Conversion of an operand value to a compatible type causes no
change to the value or the representation.

Looks like a mild inconsistency.

 

[Tim Rentsch]

They can if char and int are the same size.

Yes, implementations that have sizeof(int) == 1 and that
use signed magnitude or one's complement are an exception
to what I said, and I should have mentioned that.

Do any such implementations actually exist? Certainly I'm
not aware of any.

 

[Tim Rentsch]

[snip]

UTF-8, as the name implies, is 8 bits wide and will fit in an unsigned
char (it will fit in a signed char too,

It will on most implementations but the Standard does not
require that.

but values>127 will be converted to negative values),

Again true on most implementations but not Standard-guaranteed.

I must be missing your point. What does UTF-8 have to do with the Standard?

My comment was not about UTF-8 but about 8-bit values (ie
256 distinct non-negative values); these don't necessarily
fit in a 'signed char', etc.

 

[Tim Rentsch]

Despite 6.2.6.2p3?
Yes.

In ISO/IEC 9899:TC3 (perhaps the wording
has changed in more recent versions),

Still the same as of N1547.

"conversion" is not listed
among the operations that can generate a negative zero.

Conversion of an in-range value cannot. Conversion of an
out-of-range value gives an implementation-defined result,
which may be defined to be (not to generate) negative zero
for certain values. Subtle distinction, I admit, but I
believe that is how the committee expects these statements
will be read.

Even if
a negative zero arises, this paragraph says it's unspecified whether
storing it in an object stores a negative or a "normal" zero.

Because the behavior is unspecified, an implementation may
define it to store the negative zero faithfully. 'Unspecified'
doesn't mean outside of the implementation's control, it
just means the implementation isn't obliged to document
what choices it makes.

 

[Tim Rentsch]

When I said "getc() read int's from files" I meant that also fgetc()
reads int's from files i.e. we're talking about an alternative C where
we don't have the intermediate unsigned char step.

Ahh, I didn't understand that. I don't know what would
happen in alternative C; I don't have any kind of reference
manual or standards document for that language.

Apart from that , in post

<[email protected]>
http://groups.google.com/group/comp.lang.c/msg/1909c5fe30c02e81?dmode=source

you say

Do you mean to say that if a file has a byte with a bit
pattern corresponding to a 'char' negative-zero, and
that byte is read (in binary mode) with getc(), the
result of getc() will be zero? If that's what you're
saying I believe that is wrong.

◆ Check your understanding
a: In the C standard thread, which later document is said to still have the same wording as ISO/IEC 9899:TC3?
b: Extend the C standard thread beyond its final line with a few sentences in the same voice.

◆ Excerpted records
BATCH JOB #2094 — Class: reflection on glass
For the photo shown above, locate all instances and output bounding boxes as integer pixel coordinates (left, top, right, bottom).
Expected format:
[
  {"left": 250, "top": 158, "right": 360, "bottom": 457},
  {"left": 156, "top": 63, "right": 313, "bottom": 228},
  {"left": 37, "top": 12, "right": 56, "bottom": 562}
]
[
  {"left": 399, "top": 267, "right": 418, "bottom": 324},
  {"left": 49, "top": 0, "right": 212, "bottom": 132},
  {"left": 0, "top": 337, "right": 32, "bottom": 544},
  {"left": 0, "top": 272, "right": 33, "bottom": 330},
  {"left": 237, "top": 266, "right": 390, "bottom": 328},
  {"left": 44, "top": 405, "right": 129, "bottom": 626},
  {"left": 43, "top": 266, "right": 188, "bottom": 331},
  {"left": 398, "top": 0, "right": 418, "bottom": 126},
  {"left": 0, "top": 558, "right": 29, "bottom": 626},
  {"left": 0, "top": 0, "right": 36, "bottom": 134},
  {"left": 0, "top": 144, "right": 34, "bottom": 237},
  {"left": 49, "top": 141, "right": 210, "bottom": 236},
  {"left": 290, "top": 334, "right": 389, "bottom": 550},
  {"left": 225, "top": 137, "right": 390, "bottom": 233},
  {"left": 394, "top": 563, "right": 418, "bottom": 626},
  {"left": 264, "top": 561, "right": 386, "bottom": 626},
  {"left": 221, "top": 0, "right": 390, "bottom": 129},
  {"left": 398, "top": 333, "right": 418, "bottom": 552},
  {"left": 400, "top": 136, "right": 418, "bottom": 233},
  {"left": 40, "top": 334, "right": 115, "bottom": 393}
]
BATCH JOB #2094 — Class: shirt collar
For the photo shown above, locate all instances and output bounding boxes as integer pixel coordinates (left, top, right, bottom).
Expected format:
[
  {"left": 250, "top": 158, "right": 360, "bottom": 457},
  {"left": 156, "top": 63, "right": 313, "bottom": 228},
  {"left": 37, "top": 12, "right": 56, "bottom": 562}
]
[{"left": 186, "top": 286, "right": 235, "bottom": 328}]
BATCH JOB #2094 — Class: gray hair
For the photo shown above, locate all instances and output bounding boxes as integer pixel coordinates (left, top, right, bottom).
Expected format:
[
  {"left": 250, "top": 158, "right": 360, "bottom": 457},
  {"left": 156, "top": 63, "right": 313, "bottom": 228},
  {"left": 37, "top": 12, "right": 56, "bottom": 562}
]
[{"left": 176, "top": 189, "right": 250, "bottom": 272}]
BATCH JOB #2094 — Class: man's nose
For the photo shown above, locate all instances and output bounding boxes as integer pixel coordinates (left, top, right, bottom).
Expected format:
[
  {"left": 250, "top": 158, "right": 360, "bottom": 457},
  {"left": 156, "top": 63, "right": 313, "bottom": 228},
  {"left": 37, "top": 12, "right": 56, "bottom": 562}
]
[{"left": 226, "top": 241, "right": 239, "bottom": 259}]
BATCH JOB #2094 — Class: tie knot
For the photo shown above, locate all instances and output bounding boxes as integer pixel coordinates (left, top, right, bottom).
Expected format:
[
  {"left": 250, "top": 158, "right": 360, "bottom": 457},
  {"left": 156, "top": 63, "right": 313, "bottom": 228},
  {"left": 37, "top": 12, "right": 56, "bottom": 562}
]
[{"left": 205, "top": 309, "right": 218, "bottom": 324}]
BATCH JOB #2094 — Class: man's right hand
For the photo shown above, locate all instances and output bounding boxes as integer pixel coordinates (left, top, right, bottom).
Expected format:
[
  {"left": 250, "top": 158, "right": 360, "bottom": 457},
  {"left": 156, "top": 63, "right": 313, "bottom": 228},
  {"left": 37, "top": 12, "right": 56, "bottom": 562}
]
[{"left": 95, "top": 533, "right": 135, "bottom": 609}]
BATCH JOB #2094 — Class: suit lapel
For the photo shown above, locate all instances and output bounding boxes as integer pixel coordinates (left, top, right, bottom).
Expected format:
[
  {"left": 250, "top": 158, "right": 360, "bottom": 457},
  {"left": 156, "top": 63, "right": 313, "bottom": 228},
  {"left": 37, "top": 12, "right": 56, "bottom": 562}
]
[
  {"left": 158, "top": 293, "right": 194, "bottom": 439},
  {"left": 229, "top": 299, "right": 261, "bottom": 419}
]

◆ Answers to this exercise
a: N1547.

b:
Assuming actual C (i.e. not the alternative C from above) is it not
possible in the scenario you're describing that int will get negative
zero ?

As Larry Jones reminded me, it is possible for this to
happen in implementations that have sizeof(int) == 1 (and
that use representations with negative zeros in them). I'm
not aware of any such implementations but the Standard does
allow them. Other than that, it isn't.

 

[Keith Thompson]

I don't see the relevance of that quote,
because it is about compatible type conversion,
and I don't see anything about compatible types
in the above quoted post.

Ah, you're right.

I think it's still a mild inconsistency, but it doesn't apply to
the situation we're discussing. For example, suppose ptrdiff_t is
compatible with long. Then converting (say, via an explicit cast)
a negative zero of type long to ptrdiff_t would yield a negative
zero of type ptrdiff_t -- but a cast is not one of the operations
that can yield a negative zero.

This is probably one of the most obscure corner cases I've ever
run across.

 

[lawrence.jones]

For example, suppose ptrdiff_t is
compatible with long. Then converting (say, via an explicit cast)
a negative zero of type long to ptrdiff_t would yield a negative
zero of type ptrdiff_t -- but a cast is not one of the operations
that can yield a negative zero.

The standard lists the operations that can *generate* a negative zero.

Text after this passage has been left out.